** Task **
Copy every one of the rows below back word for word, in the same order.
*****
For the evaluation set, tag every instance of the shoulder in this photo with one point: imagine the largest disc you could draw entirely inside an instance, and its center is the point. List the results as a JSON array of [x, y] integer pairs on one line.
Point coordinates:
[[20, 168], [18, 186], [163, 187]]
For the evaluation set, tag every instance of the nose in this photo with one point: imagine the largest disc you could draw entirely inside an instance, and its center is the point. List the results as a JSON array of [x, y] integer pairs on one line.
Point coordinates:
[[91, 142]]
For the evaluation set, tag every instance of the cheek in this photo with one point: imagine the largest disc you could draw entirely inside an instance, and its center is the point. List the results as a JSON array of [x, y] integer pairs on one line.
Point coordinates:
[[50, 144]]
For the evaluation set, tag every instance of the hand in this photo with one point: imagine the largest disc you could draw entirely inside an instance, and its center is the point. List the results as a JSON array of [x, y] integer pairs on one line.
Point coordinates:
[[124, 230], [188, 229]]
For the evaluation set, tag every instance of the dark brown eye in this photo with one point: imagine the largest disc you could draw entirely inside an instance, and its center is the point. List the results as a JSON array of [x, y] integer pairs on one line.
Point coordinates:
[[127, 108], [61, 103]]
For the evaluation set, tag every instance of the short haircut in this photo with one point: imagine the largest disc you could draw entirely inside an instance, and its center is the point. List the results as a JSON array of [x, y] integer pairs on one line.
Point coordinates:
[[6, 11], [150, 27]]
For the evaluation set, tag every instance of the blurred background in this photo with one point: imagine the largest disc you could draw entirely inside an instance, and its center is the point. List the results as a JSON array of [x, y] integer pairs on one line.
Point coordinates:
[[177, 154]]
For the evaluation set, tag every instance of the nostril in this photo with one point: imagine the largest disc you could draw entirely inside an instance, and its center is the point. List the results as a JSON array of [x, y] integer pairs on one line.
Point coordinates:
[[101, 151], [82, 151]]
*****
** Exercise output **
For the evaluation set, tag every instance of the shoulder in this photo with one point: imagine the largest disc you could draw entirely inside an instance, and its center is the point. List the results as a JSON array of [x, y] integer pairs on one line.
Point coordinates:
[[20, 168], [18, 186], [163, 187]]
For the evaluation set, tag every instance of the nose in this photo with one point: imagine the largest disc you could draw entirely inside an instance, and its center is the point. List the results as a JSON array of [x, y] integer pairs on one line.
Point coordinates:
[[91, 142]]
For the evaluation set, tag every instance of the cheek in this photo with one point: imagine the largest disc you could draw entirely inside an instance, and its center is the point. List the results as a JSON array of [x, y] integer pairs on one line.
Point coordinates:
[[50, 144]]
For the evaluation set, tag every instance of the hand in this photo with one point: imagine the largest disc you could draw entirely inside an instance, and its center is the point. List the results as a JSON array of [x, y] integer pairs on one line.
Point coordinates:
[[124, 230], [188, 229]]
For the evaluation set, tag every instance of the dark brown eye in this photo with one point: imagine the largest disc you could draw entirely inside an instance, and its center is the point. List the results as a JSON array of [x, y] integer pairs on one line.
Point coordinates:
[[127, 108], [61, 103]]
For the evaluation set, tag every instance of the short haircut in this photo with one point: imagine the largest disc you could draw entirely inside an instance, and its center is the point. List the results as a JSON array of [x, y] integer pairs on one line.
Point coordinates:
[[6, 11], [150, 27]]
For the evaluation set, tag every instance of the blurred background in this photo with one point: imagine the largest disc you could draw entirely inside an instance, and its center is the point. List the results as a JSON array of [x, y] integer pairs on one line.
Point coordinates:
[[177, 154]]
For the evaluation set, tag every instance of the nostril in this photo with one point: imagine the largest disc you could draw entirely inside an instance, and its center is the point. List the results as a JSON array of [x, y] integer pairs on one line.
Point coordinates:
[[101, 151], [82, 151]]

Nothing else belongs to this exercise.